* PROMPT A: Retype part of the RAG overview verbatim. Begin at the words "Q: How do I" and stop after the words "when to use it.".
* PROMPT B: Extend the RAG overview onward from its final sentence.
──────── TEXT SECTION
What is Retrieval Augmented Generation (RAG)? (2026)

Q: How much does RAG cost

Embedding: ~$0.02 per million tokens. Storage: $0-50/month for most vector DBs. LLM calls: $0.01-0.10 per query. Total: very cheap for most use cases.

Q: Can RAG eliminate hallucinations

It reduces them significantly but doesn't eliminate them. The LLM can still misinterpret context or fill gaps. Always include "based on the provided documents" instructions.

Q: What embedding model should I use

`text-embedding-3-small` (OpenAI) for most cases. `text-embedding-3-large` for maximum accuracy. Cohere `embed-v3` for multilingual.

Q: How do I keep RAG data fresh

Re-embed documents when they change. Set up a pipeline: document update → re-chunk → re-embed → update vector DB.

Q: Can I use RAG without a vector database

Yes. For small datasets, compute embeddings on the fly and use cosine similarity. But vector databases are much faster at scale.

RAG is the most practical way to make AI models work with your data. Instead of fine-tuning a model on your documents, you retrieve relevant information at query time and feed it to the model as context. Here's how it works and when to use it.
────────────────
──────── INFORMATION GIVEN
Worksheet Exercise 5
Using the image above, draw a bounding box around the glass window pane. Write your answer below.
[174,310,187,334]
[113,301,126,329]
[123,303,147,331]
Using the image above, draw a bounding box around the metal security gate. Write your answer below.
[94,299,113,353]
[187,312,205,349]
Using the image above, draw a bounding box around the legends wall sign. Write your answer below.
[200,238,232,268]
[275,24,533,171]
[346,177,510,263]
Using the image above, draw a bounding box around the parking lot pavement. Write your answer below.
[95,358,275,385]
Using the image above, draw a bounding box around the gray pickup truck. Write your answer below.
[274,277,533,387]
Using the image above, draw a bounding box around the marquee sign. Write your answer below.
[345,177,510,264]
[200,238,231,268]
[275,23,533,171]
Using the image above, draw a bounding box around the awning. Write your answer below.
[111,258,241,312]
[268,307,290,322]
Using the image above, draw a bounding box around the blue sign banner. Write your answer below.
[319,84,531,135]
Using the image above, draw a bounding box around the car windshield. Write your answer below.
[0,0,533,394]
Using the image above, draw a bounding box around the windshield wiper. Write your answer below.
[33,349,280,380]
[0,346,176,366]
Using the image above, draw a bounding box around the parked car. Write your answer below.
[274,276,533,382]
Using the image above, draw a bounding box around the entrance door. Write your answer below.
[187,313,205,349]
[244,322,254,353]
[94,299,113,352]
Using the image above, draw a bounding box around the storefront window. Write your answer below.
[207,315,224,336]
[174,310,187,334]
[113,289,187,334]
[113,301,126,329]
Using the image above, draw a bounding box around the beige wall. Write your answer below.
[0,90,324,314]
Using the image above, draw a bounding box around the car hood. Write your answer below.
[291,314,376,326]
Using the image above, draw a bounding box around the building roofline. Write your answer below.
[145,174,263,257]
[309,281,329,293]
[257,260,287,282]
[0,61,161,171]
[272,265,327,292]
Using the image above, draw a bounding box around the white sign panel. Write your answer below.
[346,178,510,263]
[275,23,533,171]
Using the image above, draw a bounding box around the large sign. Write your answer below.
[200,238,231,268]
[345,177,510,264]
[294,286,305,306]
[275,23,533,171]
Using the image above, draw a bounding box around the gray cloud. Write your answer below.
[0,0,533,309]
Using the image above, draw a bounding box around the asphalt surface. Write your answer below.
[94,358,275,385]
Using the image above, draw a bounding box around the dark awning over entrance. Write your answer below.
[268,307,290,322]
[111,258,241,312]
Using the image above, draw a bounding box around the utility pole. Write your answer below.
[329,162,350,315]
────────────────
* TASK RESULT A:
Q: How do I keep RAG data fresh

Re-embed documents when they change. Set up a pipeline: document update → re-chunk → re-embed → update vector DB.

Q: Can I use RAG without a vector database

Yes. For small datasets, compute embeddings on the fly and use cosine similarity. But vector databases are much faster at scale.

RAG is the most practical way to make AI models work with your data. Instead of fine-tuning a model on your documents, you retrieve relevant information at query time and feed it to the model as context. Here's how it works and when to use it.

* TASK RESULT B:
The Problem RAG Solves

LLMs like GPT-4 and Claude have a knowledge cutoff. They don't know about:

Your company's internal documents
Your product documentation
Your customer data
Anything after their training date

You could fine-tune a model on your data, but that's expensive, slow, and the model might still hallucinate.

RAG solves this by giving the model your data at query time. The model generates answers based on actual retrieved documents, not just its training data.

How RAG Works (Simple Version)

User asks a question: "What's our refund policy?"
System retrieves relevant documents: Searches your knowledge base for refund-related docs
System sends question + documents to LLM: "Based on these documents, answer this question"
LLM generates an answer: Grounded in your actual documents, with citations

User Question → Retrieve Documents → LLM + Documents → Answer

How RAG Works (Technical)

Step 1: Indexing (One-Time Setup)

Take your documents and convert them to vector embeddings:

Documents → Chunk into pieces → Generate embeddings → Store in vector database

Chunking: Split documents into overlapping pieces (e.g., 500 tokens each with 50 token overlap). Too large = irrelevant context. Too small = missing context.

Embeddings: Convert text chunks to numbers (vectors) using an embedding model (OpenAI text-embedding-3-small, Cohere embed-v3). Similar text produces similar vectors.

Vector Database: Store embeddings in a vector database (Pinecone, Qdrant, Weaviate, pgvector, Chroma).

Step 2: Retrieval (Every Query)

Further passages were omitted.